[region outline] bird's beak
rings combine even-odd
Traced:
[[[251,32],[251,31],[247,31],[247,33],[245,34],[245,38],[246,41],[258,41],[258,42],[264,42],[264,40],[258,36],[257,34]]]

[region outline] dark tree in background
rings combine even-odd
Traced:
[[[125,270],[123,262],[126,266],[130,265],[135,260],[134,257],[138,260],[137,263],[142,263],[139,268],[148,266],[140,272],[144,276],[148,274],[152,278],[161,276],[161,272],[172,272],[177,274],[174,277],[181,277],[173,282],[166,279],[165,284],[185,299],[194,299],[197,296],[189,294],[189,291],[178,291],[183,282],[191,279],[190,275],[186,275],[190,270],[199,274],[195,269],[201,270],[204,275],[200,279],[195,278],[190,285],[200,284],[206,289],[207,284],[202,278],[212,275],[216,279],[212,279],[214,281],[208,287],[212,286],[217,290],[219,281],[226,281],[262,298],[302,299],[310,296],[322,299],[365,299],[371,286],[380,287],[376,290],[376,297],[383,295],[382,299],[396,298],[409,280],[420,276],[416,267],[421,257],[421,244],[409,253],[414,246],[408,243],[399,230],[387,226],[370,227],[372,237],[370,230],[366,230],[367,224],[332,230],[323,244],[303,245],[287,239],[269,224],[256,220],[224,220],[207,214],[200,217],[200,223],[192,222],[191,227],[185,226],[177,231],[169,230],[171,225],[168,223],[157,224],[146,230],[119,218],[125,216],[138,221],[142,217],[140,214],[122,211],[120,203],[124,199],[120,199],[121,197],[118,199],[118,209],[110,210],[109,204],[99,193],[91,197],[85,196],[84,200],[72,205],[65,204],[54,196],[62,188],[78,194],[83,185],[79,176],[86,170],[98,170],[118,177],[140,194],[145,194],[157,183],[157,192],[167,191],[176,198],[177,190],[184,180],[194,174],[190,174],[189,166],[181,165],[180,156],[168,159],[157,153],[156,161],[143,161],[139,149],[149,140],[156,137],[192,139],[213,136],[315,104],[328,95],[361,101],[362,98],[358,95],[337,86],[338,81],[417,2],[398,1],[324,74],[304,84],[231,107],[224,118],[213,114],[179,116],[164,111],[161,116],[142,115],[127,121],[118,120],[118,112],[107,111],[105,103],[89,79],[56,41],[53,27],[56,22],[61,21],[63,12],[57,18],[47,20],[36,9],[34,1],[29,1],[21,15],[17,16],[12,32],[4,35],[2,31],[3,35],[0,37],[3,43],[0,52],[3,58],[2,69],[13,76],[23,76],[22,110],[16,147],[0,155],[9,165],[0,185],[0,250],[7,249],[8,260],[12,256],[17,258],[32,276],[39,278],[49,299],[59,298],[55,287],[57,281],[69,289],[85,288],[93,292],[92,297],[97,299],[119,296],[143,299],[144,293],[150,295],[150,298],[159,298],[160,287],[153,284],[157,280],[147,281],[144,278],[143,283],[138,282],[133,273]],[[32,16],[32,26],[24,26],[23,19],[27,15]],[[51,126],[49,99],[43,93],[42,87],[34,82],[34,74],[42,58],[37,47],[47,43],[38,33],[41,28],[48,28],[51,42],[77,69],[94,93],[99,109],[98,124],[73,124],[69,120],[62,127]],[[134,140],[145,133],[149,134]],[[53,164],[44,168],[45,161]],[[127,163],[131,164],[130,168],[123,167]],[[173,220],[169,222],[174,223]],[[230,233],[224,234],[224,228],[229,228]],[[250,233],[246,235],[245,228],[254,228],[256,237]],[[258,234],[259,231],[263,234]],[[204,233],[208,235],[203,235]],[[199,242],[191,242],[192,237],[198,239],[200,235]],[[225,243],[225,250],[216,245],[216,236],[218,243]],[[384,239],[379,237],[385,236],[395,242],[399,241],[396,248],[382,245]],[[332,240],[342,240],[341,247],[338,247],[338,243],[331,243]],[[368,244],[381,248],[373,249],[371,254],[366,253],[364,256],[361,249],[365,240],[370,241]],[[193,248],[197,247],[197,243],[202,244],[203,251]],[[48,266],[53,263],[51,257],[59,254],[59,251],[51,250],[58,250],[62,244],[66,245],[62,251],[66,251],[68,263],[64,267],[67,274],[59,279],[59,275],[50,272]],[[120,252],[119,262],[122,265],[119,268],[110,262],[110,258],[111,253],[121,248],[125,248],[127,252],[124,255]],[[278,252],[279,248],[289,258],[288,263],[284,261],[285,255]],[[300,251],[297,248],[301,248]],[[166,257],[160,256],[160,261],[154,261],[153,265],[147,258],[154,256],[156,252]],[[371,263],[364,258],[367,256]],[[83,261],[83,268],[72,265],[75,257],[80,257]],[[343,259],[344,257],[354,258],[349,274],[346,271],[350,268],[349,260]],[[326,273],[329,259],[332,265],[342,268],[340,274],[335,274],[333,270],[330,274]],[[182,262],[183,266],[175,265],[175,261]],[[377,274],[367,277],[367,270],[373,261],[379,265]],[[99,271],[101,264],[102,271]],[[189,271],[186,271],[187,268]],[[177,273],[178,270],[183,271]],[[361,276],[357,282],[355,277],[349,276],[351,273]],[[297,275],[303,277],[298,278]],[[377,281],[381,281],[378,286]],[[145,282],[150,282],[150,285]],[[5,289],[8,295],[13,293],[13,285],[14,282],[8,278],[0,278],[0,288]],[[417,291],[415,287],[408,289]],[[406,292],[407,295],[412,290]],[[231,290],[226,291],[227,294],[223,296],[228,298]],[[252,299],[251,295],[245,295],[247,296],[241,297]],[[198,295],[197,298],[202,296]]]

▶ ASSIGNED TASK:
Give every part of the material again, exactly as written.

▶ TASK ANSWER:
[region outline] bird's beak
rings combine even-odd
Traced:
[[[251,32],[251,31],[247,31],[247,33],[245,34],[245,38],[246,41],[258,41],[258,42],[264,42],[264,40],[258,36],[257,34]]]

[region outline] dark tree in background
rings combine even-odd
Traced:
[[[125,270],[123,262],[126,266],[130,265],[135,260],[134,257],[138,260],[137,263],[142,263],[139,268],[148,266],[140,272],[144,276],[148,274],[152,278],[161,276],[161,272],[172,272],[177,274],[174,277],[181,277],[173,282],[166,279],[165,284],[185,299],[194,299],[197,296],[189,294],[189,291],[178,291],[183,282],[191,279],[190,275],[186,275],[190,270],[199,274],[195,269],[201,270],[204,275],[200,279],[195,278],[190,285],[200,284],[206,289],[207,284],[202,278],[212,275],[216,279],[212,279],[214,281],[208,287],[212,286],[217,290],[219,281],[226,281],[262,298],[302,299],[310,296],[322,299],[365,299],[371,286],[380,287],[376,290],[376,297],[383,295],[382,299],[396,298],[409,280],[420,276],[416,267],[421,257],[421,244],[409,253],[414,246],[408,243],[399,230],[387,226],[370,227],[372,237],[370,230],[366,230],[367,224],[332,230],[323,244],[303,245],[287,239],[269,224],[256,220],[224,220],[207,214],[200,217],[200,223],[192,222],[191,227],[185,226],[177,231],[169,230],[171,225],[168,223],[157,224],[146,230],[119,218],[125,216],[138,221],[142,217],[140,214],[122,211],[120,203],[124,199],[120,199],[121,197],[118,199],[118,209],[110,210],[109,204],[99,193],[91,197],[85,196],[84,200],[72,205],[65,204],[54,196],[62,188],[78,194],[83,185],[79,176],[86,170],[98,170],[118,177],[140,194],[145,194],[157,183],[157,192],[167,191],[176,198],[177,190],[184,180],[194,174],[190,174],[189,166],[181,165],[180,156],[168,159],[157,153],[156,161],[143,161],[139,149],[149,140],[156,137],[192,139],[213,136],[315,104],[328,95],[361,101],[362,98],[358,95],[337,86],[338,81],[417,2],[398,1],[324,74],[304,84],[231,107],[224,118],[213,114],[179,116],[164,111],[161,116],[142,115],[127,121],[118,120],[118,112],[107,111],[105,103],[89,79],[56,41],[53,27],[56,22],[61,21],[63,12],[57,18],[47,20],[36,9],[34,1],[29,1],[21,15],[17,16],[12,32],[4,35],[2,31],[3,35],[0,37],[3,43],[0,52],[3,58],[2,69],[13,76],[23,76],[22,110],[16,147],[0,155],[9,165],[0,185],[0,250],[7,249],[8,260],[12,256],[17,258],[32,276],[39,278],[49,299],[59,298],[55,287],[57,281],[69,289],[85,288],[93,292],[92,297],[97,299],[119,296],[143,299],[144,293],[150,295],[150,298],[159,298],[160,287],[153,284],[157,280],[147,281],[144,278],[143,283],[138,282],[133,273]],[[32,16],[32,26],[24,26],[23,19],[27,15]],[[51,126],[49,99],[43,93],[42,87],[34,82],[34,74],[42,58],[37,47],[47,43],[38,33],[41,28],[48,28],[51,42],[77,69],[94,93],[99,109],[98,124],[73,124],[69,120],[62,127]],[[134,140],[145,133],[149,134]],[[53,164],[44,168],[45,161]],[[127,163],[131,164],[130,168],[123,167]],[[173,220],[169,222],[174,223]],[[230,233],[224,234],[224,228],[229,228]],[[250,233],[246,235],[245,228],[254,228],[256,237]],[[258,234],[259,231],[263,234]],[[204,233],[208,235],[203,235]],[[199,242],[191,242],[192,237],[198,239],[200,235]],[[225,243],[225,250],[216,245],[216,236],[218,243]],[[384,239],[379,237],[385,236],[395,242],[399,241],[396,248],[382,245]],[[332,240],[342,240],[341,247],[338,247],[338,243],[331,243]],[[368,244],[381,248],[373,249],[371,254],[366,253],[364,256],[361,249],[365,240],[370,241]],[[193,248],[197,247],[197,243],[202,244],[203,251]],[[48,266],[53,263],[51,257],[59,254],[59,251],[51,250],[58,250],[62,244],[66,245],[62,251],[66,251],[68,263],[64,267],[67,274],[59,279],[59,275],[50,272]],[[120,252],[119,262],[122,265],[119,268],[110,262],[110,258],[111,253],[121,248],[125,248],[127,252],[124,255]],[[278,252],[279,248],[289,258],[288,263],[284,261],[285,255]],[[300,251],[297,248],[301,248]],[[166,257],[160,256],[160,261],[154,261],[153,265],[147,258],[154,256],[156,252]],[[371,263],[364,258],[367,256]],[[83,261],[83,268],[72,265],[75,257],[80,257]],[[343,259],[344,257],[354,258],[349,274],[346,271],[350,268],[349,260]],[[326,273],[329,259],[332,265],[342,268],[340,274],[335,274],[333,270],[330,274]],[[182,262],[183,266],[175,265],[175,261]],[[377,274],[367,277],[367,270],[373,261],[379,265]],[[99,271],[101,264],[102,271]],[[189,271],[186,271],[187,268]],[[177,273],[178,270],[183,271]],[[361,276],[357,282],[355,277],[349,276],[351,273]],[[297,275],[303,277],[298,278]],[[377,281],[381,281],[378,286]],[[145,282],[150,282],[150,285]],[[5,289],[8,295],[13,293],[13,285],[14,282],[8,278],[0,278],[0,288]],[[417,291],[415,287],[408,289]],[[406,292],[407,295],[412,290]],[[231,290],[226,291],[227,294],[223,296],[228,298]],[[252,299],[251,295],[245,295],[247,296],[241,297]],[[198,295],[197,298],[202,296]]]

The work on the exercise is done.